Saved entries
****************

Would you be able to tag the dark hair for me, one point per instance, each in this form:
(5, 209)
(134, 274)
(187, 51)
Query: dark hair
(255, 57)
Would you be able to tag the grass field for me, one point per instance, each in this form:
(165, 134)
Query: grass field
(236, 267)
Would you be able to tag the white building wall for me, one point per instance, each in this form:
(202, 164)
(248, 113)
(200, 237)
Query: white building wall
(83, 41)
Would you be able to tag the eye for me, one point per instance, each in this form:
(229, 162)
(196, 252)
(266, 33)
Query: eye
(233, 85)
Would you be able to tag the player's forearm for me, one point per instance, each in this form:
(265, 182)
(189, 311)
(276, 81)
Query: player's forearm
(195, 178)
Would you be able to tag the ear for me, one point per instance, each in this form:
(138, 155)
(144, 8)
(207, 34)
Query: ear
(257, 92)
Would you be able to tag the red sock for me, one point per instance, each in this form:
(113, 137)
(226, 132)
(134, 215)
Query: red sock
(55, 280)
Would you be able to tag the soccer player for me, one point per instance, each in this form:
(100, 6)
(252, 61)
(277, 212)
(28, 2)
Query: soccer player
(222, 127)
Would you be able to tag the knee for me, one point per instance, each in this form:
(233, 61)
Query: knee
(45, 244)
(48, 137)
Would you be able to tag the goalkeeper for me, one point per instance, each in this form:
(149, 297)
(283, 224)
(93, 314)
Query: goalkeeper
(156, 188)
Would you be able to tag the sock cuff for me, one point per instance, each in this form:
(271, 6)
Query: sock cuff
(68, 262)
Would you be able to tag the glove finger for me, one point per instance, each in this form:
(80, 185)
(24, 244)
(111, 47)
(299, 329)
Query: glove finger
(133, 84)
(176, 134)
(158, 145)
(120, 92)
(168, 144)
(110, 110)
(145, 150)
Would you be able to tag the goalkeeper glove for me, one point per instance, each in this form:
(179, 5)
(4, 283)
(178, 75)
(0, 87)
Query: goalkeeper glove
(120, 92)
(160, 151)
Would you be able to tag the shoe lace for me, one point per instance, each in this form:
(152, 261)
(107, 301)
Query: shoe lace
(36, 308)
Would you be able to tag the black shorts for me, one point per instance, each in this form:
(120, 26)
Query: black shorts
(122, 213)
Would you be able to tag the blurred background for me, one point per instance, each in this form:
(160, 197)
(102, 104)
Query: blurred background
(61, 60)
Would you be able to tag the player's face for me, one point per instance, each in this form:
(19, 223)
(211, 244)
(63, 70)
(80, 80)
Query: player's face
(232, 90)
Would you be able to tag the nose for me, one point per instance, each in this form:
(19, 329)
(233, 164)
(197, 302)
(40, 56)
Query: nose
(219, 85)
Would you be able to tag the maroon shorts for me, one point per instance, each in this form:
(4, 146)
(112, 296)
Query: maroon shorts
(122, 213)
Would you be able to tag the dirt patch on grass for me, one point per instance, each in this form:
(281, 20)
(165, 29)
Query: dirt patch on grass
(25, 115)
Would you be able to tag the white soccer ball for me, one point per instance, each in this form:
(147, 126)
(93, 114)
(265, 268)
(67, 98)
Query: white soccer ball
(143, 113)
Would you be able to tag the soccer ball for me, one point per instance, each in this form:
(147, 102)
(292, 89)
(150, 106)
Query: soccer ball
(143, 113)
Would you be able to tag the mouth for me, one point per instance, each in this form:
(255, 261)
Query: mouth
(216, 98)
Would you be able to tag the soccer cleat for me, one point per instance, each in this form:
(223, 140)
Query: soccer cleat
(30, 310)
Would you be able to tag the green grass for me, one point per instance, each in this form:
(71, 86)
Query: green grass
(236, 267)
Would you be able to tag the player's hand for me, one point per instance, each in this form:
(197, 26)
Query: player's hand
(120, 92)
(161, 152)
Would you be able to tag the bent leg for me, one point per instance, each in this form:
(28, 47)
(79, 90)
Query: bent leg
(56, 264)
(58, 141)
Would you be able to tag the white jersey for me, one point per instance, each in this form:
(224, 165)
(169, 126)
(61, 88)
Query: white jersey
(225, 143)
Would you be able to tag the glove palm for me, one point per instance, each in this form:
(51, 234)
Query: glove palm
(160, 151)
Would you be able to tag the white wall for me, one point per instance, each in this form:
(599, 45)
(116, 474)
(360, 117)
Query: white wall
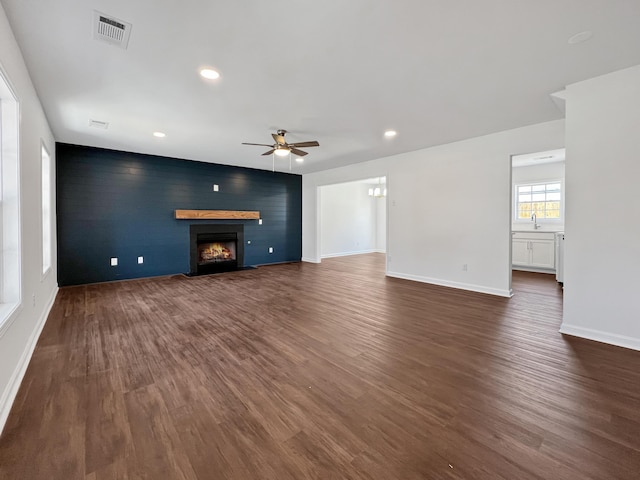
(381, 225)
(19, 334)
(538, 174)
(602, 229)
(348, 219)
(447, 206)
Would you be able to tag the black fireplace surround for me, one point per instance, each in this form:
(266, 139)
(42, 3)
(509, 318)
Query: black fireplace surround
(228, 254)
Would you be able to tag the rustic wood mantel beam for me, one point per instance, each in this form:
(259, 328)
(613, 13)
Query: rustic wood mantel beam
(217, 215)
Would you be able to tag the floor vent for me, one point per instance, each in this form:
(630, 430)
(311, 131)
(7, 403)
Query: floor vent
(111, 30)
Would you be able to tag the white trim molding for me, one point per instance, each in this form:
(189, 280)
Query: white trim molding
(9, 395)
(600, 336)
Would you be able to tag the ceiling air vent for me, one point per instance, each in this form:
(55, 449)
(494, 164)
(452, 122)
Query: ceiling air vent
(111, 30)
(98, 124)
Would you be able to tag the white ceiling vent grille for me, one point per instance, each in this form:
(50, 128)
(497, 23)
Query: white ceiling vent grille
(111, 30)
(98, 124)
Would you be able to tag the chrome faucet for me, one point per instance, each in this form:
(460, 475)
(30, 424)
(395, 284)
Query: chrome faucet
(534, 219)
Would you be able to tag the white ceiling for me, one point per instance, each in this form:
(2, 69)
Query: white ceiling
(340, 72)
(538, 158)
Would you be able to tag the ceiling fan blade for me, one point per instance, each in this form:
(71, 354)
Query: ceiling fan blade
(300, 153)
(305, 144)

****************

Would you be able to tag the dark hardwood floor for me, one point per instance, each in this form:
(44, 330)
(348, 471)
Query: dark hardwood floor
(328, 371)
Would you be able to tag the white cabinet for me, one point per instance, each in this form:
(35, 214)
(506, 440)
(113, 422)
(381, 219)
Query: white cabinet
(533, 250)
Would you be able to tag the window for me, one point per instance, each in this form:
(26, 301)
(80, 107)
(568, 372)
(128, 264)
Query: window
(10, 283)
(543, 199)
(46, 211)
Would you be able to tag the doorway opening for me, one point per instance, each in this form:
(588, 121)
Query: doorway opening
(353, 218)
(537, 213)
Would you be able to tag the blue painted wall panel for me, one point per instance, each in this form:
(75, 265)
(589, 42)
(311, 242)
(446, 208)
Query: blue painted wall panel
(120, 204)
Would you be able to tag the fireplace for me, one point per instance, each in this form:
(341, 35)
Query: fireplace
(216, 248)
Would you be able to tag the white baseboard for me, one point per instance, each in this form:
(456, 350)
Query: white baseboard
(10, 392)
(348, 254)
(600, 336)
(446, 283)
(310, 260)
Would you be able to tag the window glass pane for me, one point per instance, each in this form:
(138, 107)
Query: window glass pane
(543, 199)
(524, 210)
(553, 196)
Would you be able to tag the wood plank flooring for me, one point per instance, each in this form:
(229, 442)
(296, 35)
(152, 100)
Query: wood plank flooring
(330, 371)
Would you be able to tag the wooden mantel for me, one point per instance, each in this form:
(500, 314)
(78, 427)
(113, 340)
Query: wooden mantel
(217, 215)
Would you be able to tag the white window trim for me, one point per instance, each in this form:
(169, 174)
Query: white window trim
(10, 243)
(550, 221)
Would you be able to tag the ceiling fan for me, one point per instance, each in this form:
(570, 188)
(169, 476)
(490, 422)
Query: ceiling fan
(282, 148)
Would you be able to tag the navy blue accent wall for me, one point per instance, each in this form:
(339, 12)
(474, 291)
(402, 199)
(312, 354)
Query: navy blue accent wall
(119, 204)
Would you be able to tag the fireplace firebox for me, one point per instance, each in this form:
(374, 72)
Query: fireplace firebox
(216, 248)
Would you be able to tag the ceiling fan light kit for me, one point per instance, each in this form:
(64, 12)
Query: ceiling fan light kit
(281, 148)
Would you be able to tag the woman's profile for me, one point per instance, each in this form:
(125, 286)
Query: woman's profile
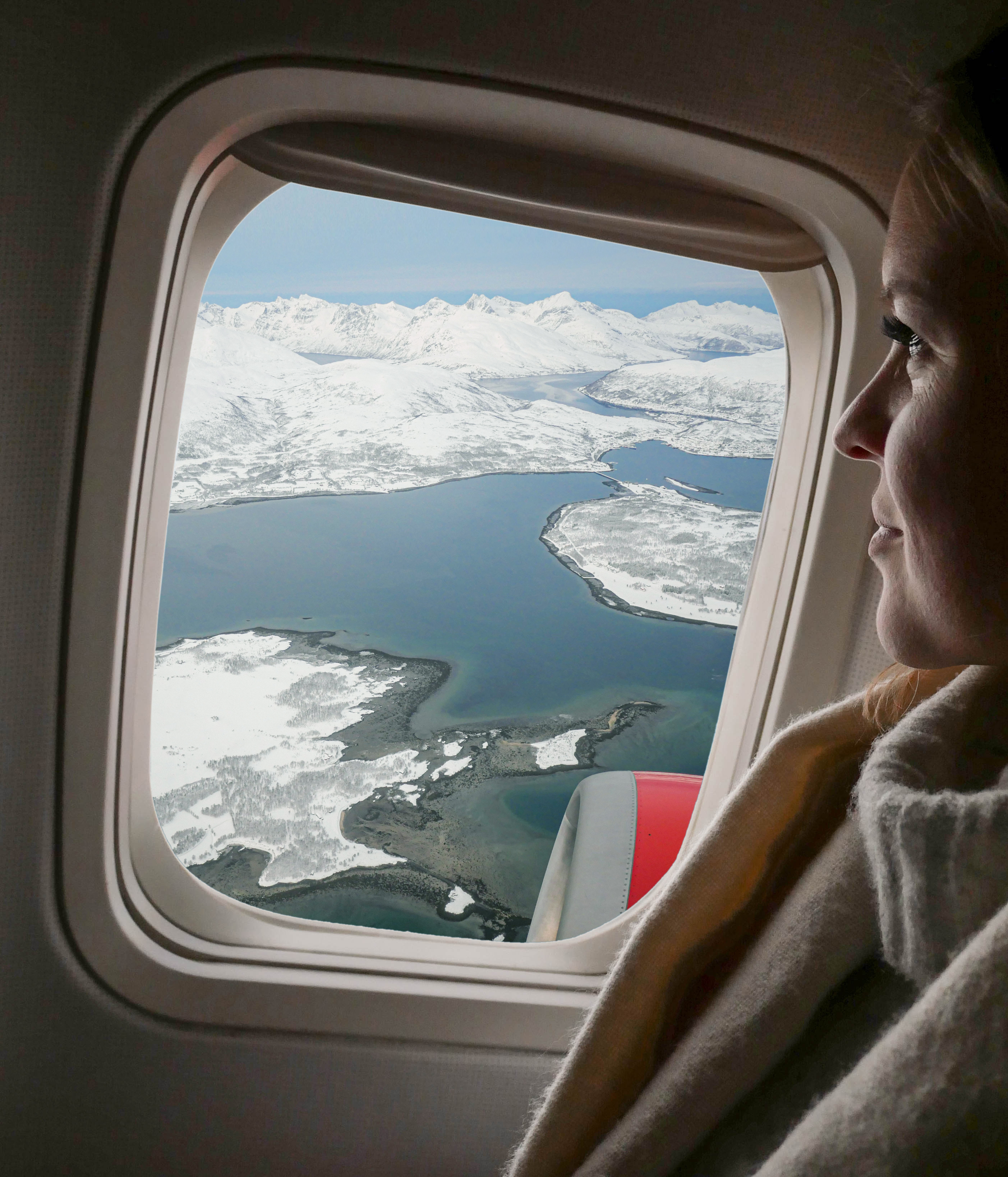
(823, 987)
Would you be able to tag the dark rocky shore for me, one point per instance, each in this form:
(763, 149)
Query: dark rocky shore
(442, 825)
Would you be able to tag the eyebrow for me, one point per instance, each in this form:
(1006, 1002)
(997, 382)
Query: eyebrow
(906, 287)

****************

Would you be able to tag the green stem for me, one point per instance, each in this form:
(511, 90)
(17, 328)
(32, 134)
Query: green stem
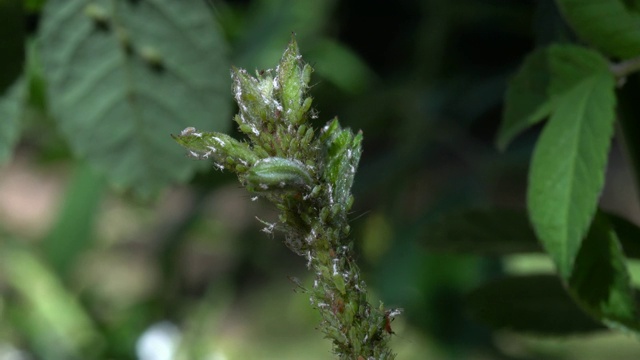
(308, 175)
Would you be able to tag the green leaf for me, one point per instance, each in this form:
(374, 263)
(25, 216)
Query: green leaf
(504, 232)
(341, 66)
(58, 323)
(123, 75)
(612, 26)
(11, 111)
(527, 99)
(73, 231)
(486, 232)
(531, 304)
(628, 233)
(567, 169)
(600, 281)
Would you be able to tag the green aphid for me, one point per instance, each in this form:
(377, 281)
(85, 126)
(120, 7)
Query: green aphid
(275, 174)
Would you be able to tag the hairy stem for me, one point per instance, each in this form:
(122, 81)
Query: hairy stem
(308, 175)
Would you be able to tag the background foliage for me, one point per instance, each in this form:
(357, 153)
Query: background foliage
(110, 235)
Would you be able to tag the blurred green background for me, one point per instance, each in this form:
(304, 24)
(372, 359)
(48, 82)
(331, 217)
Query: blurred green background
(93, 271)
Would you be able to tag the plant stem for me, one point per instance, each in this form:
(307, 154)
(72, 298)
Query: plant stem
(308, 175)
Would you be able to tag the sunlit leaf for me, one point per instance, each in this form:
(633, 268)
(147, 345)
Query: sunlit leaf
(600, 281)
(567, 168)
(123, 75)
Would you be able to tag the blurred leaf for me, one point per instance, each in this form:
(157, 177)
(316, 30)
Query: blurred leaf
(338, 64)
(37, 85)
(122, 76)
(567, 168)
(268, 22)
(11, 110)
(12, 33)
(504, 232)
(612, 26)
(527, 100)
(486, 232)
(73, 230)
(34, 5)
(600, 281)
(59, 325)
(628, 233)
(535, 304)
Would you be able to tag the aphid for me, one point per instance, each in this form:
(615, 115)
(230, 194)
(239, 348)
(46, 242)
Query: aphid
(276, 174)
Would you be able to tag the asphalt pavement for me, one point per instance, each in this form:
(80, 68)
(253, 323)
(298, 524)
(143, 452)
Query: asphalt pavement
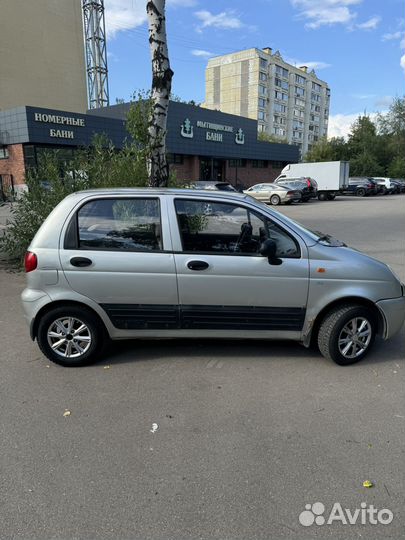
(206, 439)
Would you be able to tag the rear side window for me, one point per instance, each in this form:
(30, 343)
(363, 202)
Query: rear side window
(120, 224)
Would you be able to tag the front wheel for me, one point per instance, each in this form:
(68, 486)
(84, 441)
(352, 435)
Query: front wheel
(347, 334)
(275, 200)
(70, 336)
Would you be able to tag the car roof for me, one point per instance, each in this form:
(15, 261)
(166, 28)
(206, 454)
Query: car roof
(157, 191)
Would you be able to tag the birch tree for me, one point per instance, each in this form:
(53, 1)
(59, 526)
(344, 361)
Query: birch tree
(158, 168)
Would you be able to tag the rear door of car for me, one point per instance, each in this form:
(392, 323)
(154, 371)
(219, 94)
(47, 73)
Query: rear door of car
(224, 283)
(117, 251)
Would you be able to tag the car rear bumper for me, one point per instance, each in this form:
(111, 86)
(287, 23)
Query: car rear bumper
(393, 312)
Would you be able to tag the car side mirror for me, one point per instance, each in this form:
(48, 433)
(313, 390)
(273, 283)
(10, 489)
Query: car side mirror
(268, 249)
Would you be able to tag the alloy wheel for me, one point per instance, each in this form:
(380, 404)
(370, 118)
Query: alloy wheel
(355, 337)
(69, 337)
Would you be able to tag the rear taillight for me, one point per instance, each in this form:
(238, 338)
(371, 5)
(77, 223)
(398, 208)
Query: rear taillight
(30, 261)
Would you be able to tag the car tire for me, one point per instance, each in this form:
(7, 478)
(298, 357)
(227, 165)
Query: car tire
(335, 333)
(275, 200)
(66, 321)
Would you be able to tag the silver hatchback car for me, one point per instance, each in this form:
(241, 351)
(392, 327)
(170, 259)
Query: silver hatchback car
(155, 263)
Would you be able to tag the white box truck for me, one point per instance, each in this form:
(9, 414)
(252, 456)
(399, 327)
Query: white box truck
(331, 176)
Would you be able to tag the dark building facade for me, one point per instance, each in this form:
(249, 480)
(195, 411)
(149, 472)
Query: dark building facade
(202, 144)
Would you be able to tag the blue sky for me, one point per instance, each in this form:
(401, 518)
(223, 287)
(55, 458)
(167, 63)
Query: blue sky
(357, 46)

****************

## INSTRUCTIONS TO FOLLOW
Using the records above, repeat exactly the run of lines that starts with the line with "Would you be able to tag the blurred green" and goes on through the line with "Would you be able to tag the birch"; omit each picture.

## ANSWER BOX
Would you be able to tag the blurred green background for me, one point per instance, each in this form:
(304, 24)
(372, 359)
(48, 82)
(331, 217)
Query: blurred green background
(93, 271)
Would you be able to tag the plant stem for me, one point per instance, each in this form:
(307, 154)
(72, 298)
Query: plant stem
(308, 175)
Would you be able to tag the sunlit leaf for me, one point per instance, each in this form:
(633, 268)
(147, 345)
Query: sunlit leaf
(600, 281)
(567, 168)
(123, 75)
Would you be able to tag the blurred leaf for me, one point per instance, each in this form:
(157, 177)
(316, 30)
Query: blurred leaf
(338, 64)
(37, 85)
(122, 76)
(567, 168)
(268, 22)
(11, 110)
(12, 33)
(504, 232)
(612, 26)
(527, 100)
(486, 232)
(73, 230)
(34, 5)
(600, 281)
(59, 325)
(628, 233)
(535, 304)
Would you be able to tag the aphid for me, one point per instance, each in this form:
(615, 115)
(230, 194)
(239, 348)
(46, 242)
Query: aphid
(276, 174)
Would you be able to tag the asphalt pavement for me, one point per instance, each in this form:
(80, 68)
(253, 323)
(298, 524)
(143, 452)
Query: asphalt pavement
(206, 439)
Would you be able to tag the rear side window for me, one point per instance, each in this form:
(30, 343)
(363, 202)
Query: rear side window
(120, 224)
Would you be able to tag the front wheel for me, one point per instance, each in this form:
(68, 486)
(84, 441)
(352, 435)
Query: front wheel
(347, 334)
(275, 200)
(70, 336)
Would you be able to tag the car roof for me, one point per instance, each in this form:
(15, 261)
(166, 28)
(206, 454)
Query: car roof
(157, 191)
Would you be able to tag the birch tree for me, one point per instance, each in this form:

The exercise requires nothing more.